Given instruction
Rewrite the lines of the listing from the one containing "Target: lower cabinet" through the one containing "23 146 L 23", inclusive, replacing "masks" with "polygons" and leaving everything else the same.

Input

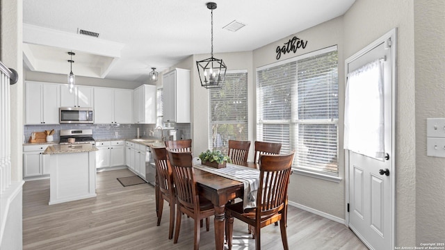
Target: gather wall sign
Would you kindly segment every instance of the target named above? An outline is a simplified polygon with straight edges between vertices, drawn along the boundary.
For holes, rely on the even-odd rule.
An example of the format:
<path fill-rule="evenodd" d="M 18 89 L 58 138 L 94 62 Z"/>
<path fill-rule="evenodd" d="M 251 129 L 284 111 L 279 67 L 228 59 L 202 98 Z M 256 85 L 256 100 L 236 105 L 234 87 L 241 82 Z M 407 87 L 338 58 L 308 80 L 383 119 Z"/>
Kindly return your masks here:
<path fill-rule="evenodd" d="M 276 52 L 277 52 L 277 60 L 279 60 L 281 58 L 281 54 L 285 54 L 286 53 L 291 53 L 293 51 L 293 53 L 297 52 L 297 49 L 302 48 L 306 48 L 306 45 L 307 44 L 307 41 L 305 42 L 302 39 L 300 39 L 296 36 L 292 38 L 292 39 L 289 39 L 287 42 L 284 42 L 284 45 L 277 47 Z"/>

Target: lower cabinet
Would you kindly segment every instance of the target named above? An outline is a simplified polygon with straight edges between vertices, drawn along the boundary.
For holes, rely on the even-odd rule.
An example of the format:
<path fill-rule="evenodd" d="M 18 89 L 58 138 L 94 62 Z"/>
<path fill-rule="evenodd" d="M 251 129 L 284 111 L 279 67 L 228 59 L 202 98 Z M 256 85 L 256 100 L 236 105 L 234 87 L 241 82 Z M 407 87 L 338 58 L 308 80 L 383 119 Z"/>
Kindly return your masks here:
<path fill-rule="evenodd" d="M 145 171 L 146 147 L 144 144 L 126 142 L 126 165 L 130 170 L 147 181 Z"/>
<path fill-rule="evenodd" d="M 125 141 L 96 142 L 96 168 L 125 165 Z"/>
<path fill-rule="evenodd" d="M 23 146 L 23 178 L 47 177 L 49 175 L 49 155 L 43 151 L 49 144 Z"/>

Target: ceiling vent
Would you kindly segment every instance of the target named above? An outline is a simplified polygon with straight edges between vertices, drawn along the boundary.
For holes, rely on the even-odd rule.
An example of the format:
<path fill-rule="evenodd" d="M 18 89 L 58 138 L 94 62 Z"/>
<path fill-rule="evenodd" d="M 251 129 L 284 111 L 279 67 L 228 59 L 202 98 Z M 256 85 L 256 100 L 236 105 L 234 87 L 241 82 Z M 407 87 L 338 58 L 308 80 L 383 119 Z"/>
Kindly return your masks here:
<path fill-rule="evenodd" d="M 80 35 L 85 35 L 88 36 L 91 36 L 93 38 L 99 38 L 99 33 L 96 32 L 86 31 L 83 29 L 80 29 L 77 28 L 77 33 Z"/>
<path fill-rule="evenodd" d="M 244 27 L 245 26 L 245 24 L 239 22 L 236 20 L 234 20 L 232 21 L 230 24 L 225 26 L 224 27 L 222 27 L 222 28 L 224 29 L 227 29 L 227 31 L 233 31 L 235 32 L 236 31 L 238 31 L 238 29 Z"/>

--

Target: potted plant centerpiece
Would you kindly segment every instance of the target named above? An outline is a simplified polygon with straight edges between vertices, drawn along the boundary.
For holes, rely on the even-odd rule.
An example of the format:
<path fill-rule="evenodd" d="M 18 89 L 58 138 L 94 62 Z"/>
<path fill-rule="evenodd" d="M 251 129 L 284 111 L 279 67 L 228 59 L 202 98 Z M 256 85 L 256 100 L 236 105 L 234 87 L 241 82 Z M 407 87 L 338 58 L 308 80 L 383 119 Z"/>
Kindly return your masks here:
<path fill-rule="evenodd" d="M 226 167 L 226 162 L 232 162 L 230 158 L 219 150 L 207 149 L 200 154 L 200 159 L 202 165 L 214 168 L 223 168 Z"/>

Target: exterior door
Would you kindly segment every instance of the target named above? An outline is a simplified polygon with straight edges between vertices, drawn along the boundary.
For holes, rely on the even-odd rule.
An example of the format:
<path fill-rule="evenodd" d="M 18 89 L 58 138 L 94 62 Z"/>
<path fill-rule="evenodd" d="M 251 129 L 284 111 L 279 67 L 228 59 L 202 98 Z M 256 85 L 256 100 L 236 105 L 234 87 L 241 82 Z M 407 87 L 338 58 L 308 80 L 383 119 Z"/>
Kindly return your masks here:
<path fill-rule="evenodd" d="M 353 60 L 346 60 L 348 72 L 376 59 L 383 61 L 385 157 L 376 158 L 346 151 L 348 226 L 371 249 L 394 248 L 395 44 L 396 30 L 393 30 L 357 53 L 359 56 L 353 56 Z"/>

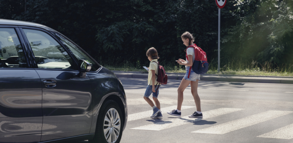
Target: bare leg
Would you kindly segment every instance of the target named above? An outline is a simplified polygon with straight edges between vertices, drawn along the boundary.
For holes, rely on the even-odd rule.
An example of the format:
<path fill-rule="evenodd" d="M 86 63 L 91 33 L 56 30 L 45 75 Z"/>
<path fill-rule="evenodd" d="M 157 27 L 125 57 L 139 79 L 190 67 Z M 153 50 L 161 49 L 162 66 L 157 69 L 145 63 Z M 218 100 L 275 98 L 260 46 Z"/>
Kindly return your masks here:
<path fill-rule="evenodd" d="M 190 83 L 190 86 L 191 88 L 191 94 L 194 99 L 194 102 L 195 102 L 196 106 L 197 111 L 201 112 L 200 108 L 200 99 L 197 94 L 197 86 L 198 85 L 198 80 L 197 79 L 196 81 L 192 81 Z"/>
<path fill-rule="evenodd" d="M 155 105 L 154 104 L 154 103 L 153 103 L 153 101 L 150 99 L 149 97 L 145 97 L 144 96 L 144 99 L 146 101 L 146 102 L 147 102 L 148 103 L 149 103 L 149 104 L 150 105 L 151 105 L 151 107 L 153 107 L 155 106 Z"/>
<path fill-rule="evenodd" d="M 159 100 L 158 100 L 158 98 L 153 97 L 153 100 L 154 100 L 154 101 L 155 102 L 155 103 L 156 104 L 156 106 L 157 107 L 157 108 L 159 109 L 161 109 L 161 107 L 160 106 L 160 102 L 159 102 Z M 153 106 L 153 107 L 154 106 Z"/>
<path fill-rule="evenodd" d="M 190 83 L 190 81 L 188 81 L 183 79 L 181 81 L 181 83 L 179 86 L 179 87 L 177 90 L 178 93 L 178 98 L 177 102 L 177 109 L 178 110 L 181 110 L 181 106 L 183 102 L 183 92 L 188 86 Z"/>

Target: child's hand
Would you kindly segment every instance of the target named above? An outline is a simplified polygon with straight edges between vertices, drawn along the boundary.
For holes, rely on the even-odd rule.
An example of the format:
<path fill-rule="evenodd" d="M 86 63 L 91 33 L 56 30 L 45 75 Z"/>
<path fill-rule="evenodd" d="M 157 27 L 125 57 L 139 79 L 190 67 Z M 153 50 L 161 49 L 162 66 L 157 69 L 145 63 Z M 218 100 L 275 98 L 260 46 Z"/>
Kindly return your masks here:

Final answer
Target: lower cabinet
Would you kindly segment every instance of the target named above? An outline is a simplified polygon with straight edges between vertices, drawn along the boundary.
For holes, rely on the even-odd rule.
An example of the format:
<path fill-rule="evenodd" d="M 18 89 L 58 138 L 94 62 Z"/>
<path fill-rule="evenodd" d="M 251 129 L 284 111 L 279 67 L 228 59 L 202 98 Z M 256 85 L 256 100 L 236 105 L 234 87 L 241 82 Z M 407 87 L 338 58 L 308 80 L 383 119 Z"/>
Kindly return your polygons here:
<path fill-rule="evenodd" d="M 145 171 L 146 147 L 144 144 L 126 142 L 126 165 L 130 170 L 147 181 Z"/>
<path fill-rule="evenodd" d="M 125 141 L 96 142 L 96 168 L 125 165 Z"/>
<path fill-rule="evenodd" d="M 23 146 L 23 178 L 47 177 L 49 175 L 49 155 L 43 151 L 49 144 Z"/>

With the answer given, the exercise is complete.